Monday, April 25, 2011

totally neat totally sweet

I’m not so bad. I make some bad choices along the way. There are times when I stumble and there are times when I fall flat on my face. I’ve been doing it long enough to know that as long as no one gets hurt it was all in good clean fun. Long as no property gets damaged; as long as no feelings get annoyed life will be smooth sailing. I can’t do it all the time but every once in a while I can let down the wall and let you see the weird little things that I come up with in my head. I can ramble on and on for hours at a time and I realize you might want to sort through he crazy things I say. Most of the time I’m not making any sense at all. Most of the time I’m more confused by myself then you could ever be. I have a trillion thoughts going on at all times. I have the best of intentions most of the time. But a lot of the time I am selfish. I tell you the truth, the best version of the truth that will not make you still want to talk to me. I will contradict every single thing that I say. I will not remember what I have said in the hours that I finally decided to let you peek into my mind. There’s a good chance I’ll shrug it off and pretend I never said it in the first place. I’m kind of a weirdo like that.

* _TASKS TO PERFORM_:
(a) List every condition the "totally neat totally sweet" post places after "as long as" or "Long as".
(b) Write a continuation of the "totally neat totally sweet" post, picking up after its final sentence and keeping its rambling, confessional voice.

* _MATERIAL SUPPLIED_:
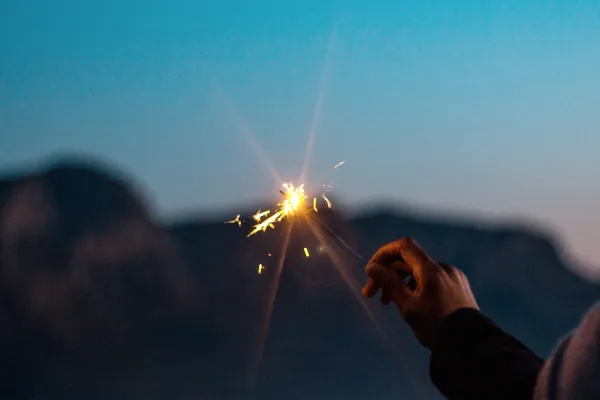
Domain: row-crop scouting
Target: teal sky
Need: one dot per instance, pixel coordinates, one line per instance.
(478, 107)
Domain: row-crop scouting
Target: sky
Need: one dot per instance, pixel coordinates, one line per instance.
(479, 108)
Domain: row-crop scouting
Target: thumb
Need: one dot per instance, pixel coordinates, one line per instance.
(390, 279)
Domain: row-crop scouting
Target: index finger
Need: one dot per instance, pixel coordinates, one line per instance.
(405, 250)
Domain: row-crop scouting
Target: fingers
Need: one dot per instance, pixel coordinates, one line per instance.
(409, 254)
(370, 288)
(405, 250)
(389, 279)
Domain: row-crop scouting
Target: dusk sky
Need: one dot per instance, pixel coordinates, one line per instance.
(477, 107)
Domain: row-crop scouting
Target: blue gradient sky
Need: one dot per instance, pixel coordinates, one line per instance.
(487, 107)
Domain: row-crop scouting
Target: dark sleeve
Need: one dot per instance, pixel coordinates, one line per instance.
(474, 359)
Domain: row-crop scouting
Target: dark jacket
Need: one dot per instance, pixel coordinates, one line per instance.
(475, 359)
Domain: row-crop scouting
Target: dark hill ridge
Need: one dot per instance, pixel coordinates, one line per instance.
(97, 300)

* _EXPECTED RESULTS_:
(a)
- no one gets hurt
- no property gets damaged
- no feelings get annoyed

(b)
But I found someone who listens to it all. Someone who doesn’t just discard it all as bullshit. Someone who calls me to the table, someone who understands that sometimes I‘m just saying things to hear what they sound like out loud. Someone who challenges me to be a better version of the person I am now. As I said I’m not so bad but there is definitely room for improvement, spring is here kids. I’m in love with a woman that kicks my ass. I try to keep the mush out of here because I could tell her all of this but sometimes I just need to say it. She’s an awesome chick. There are a lot of cool things in my future. There are some obstacles in our way but I’m positive we will reach them. I just have to be patient and realize there is someone on my team I can talk to.
She’s my wife. I apologize but I think that this is going to be a cheesy week worth of annoyance if things move smoothly all week.
Workday is almost over. Monday takes no prisoners. All business all the time.